>> begin
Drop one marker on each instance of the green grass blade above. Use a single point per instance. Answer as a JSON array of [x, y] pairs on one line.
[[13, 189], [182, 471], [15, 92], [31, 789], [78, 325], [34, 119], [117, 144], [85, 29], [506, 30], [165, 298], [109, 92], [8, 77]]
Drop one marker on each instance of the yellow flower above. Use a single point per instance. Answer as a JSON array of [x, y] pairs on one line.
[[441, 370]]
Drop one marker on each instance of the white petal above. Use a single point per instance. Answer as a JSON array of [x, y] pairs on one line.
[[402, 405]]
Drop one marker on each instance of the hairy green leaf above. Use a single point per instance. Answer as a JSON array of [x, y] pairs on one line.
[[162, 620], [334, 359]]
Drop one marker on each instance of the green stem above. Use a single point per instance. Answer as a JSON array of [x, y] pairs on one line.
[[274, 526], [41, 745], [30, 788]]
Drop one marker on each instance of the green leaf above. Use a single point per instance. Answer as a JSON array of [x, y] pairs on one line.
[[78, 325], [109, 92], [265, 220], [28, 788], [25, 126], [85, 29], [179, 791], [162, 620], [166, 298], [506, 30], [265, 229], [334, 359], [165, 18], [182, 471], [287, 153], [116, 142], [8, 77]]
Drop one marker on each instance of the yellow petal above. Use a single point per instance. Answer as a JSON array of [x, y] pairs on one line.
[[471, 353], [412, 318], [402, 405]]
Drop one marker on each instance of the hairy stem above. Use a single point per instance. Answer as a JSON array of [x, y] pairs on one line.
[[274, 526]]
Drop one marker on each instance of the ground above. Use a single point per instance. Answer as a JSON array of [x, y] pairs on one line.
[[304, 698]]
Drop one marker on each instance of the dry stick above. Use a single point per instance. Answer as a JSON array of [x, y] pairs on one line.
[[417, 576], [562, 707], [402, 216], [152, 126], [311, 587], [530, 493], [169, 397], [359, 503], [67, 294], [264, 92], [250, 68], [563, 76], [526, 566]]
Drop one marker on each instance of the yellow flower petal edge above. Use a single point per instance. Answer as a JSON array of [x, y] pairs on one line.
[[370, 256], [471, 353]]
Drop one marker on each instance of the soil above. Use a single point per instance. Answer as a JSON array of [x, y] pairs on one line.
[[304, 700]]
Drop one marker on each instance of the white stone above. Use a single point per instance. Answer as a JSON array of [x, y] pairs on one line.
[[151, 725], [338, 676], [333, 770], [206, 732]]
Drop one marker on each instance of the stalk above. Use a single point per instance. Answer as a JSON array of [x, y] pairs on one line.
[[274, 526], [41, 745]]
>> end
>> begin
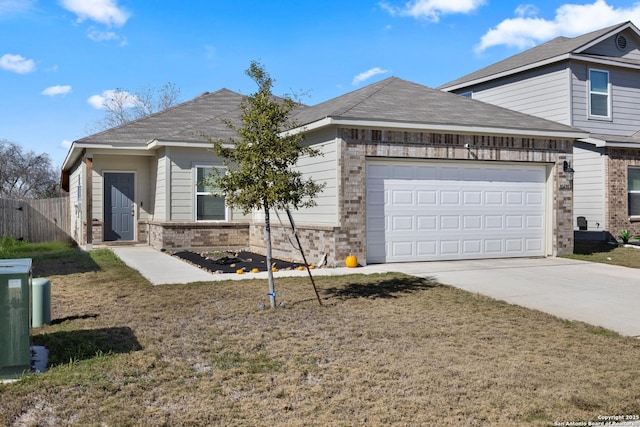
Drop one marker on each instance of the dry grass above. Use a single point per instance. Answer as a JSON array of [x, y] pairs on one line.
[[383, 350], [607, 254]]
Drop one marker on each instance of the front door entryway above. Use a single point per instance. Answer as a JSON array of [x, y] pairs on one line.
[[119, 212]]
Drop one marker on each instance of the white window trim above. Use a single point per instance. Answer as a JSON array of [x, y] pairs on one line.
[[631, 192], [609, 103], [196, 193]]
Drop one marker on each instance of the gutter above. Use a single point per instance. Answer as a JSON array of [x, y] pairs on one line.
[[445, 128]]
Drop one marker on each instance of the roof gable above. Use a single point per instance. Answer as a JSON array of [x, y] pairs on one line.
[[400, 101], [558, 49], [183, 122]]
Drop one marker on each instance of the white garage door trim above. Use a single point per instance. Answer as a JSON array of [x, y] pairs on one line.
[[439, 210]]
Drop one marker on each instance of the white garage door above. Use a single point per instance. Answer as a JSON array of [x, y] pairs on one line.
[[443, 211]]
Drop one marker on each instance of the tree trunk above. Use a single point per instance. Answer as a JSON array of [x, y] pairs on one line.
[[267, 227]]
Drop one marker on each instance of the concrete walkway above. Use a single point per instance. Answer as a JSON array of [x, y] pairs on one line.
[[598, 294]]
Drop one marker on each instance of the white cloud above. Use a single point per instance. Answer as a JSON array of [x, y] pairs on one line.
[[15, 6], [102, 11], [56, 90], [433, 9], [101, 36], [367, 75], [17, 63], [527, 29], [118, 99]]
>> end
>> begin
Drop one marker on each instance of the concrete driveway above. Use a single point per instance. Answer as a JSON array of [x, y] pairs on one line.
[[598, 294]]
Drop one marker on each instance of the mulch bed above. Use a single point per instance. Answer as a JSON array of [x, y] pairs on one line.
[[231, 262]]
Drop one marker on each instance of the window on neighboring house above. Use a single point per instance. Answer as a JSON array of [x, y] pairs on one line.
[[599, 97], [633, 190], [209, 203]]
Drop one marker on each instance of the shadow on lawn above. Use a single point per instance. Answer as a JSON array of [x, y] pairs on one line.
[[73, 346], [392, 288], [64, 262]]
>> end
What the task requires >> Pick out each line of the records that contains the word "concrete", treating uppercase and lowercase as different.

Result for this task >>
Drop one marker on each instance of the concrete walkway above. Use a single point per instance. Answer as a JSON array of [x, y] pairs on one line.
Drop one marker on each instance of the concrete driveway above. Use a single point per instance. Answer as a JSON array of [x, y] pairs on one line.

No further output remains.